+++ SUPPLIED MATERIAL

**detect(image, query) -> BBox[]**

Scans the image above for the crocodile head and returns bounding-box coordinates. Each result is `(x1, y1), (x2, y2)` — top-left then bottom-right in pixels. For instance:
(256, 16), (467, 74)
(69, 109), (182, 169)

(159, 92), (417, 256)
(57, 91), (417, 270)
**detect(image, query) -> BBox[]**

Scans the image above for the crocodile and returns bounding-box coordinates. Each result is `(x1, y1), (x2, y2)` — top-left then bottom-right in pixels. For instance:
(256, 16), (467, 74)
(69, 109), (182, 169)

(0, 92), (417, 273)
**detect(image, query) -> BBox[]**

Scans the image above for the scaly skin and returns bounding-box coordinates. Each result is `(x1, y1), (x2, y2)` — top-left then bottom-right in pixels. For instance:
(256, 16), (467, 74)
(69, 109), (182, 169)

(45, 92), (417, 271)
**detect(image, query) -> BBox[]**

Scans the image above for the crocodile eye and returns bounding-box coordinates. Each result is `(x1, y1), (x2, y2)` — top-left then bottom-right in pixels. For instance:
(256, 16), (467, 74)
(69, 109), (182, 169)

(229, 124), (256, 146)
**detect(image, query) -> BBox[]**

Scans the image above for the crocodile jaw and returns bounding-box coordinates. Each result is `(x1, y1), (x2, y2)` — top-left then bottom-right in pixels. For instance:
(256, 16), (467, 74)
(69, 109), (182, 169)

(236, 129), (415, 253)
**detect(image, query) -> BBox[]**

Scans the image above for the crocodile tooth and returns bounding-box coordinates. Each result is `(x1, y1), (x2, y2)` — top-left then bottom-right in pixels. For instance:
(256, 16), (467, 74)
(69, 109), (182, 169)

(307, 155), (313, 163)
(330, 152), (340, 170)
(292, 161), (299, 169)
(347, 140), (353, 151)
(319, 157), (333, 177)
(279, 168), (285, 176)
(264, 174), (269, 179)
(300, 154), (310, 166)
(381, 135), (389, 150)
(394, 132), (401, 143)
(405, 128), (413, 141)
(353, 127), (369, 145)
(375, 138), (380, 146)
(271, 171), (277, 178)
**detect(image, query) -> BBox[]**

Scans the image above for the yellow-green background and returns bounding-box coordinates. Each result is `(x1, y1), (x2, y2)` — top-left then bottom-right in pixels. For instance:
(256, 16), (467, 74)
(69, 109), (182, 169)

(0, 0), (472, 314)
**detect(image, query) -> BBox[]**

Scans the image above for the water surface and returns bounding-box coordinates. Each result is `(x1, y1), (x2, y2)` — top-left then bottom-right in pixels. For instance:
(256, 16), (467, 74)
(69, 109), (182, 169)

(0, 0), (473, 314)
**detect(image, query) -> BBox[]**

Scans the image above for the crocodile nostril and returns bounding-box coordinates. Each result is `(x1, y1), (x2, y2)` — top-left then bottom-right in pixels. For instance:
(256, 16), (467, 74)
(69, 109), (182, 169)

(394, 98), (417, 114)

++++++

Copy out all lines of the material containing the word "instance".

- [RESULT BELOW]
Scans the image above for the crocodile head and returns bounding-box coordinates. Each result is `(x1, y1), (x2, y2)` — top-left then bottom-right in pixels. For instance:
Scans the image above for the crocodile and returns bounding-box coordinates. Each result is `(x1, y1), (x2, y2)` — top-left then bottom-right in pixels. For instance:
Scans the image above for the scaly skin and returns bounding-box coordinates. Each result is `(x1, y1), (x2, y2)` — top-left then bottom-right in pixels. For instance:
Scans the image above for the crocodile eye and returns bounding-box coordinates. Each result is `(x1, y1), (x2, y2)` — top-left then bottom-right in pixels. For instance:
Scans the image above for the crocodile jaw and returns bounding-box coordinates. Each result is `(x1, y1), (x2, y2)` — top-left then bottom-right in pixels. For instance:
Scans the image above for the crocodile tooth and returns bounding-box coordinates. Each result is `(x1, y1), (x2, y2)` — top-left then bottom-right in pixels. For instance:
Scans the image above for the yellow-green background and returns bounding-box coordinates. Each result is `(x1, y1), (x2, y2)` — top-left then bottom-right in pixels. For instance:
Scans the image above for the water surface and returns bounding-box coordinates. Each result is `(x1, y1), (x2, y2)` — top-left then bottom-right in pixels. For instance:
Scans the image above for the crocodile nostril and returns bounding-box coordinates. Each result is `(x1, y1), (x2, y2)` — top-left then bottom-right in pixels. For instance:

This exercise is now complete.